■ AIM ■
Quote the dot product solution post between "Answer: proved" and "assume that either.", inclusive.

* START EXCERPTED PASSAGE *

Need Solution for R.D.Sharma Maths Class 12 Chapter 23 Scalar or Dot  Products  Exercise 23.1 Question 18 Maths Textbook Solution.

Answers (1)

Answer: proved

Hint: you must know the rules of solving vectors

Given: if either \vec{a}=\vec{0} or \vec{b}=\vec{0} then \vec{a}.\vec{b}=0 

But the inverse need not be true, justify with example

Solution: let us assume that either.

* END EXCERPTED PASSAGE *
* START DATASET EXCERPT *

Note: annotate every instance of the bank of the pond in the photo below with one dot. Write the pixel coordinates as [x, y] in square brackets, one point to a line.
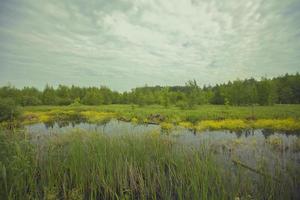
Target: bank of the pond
[86, 165]
[282, 122]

* END DATASET EXCERPT *

■ RESULT ■
Answer: proved

Hint: you must know the rules of solving vectors

Given: if either \vec{a}=\vec{0} or \vec{b}=\vec{0} then \vec{a}.\vec{b}=0 

But the inverse need not be true, justify with example

Solution: let us assume that either.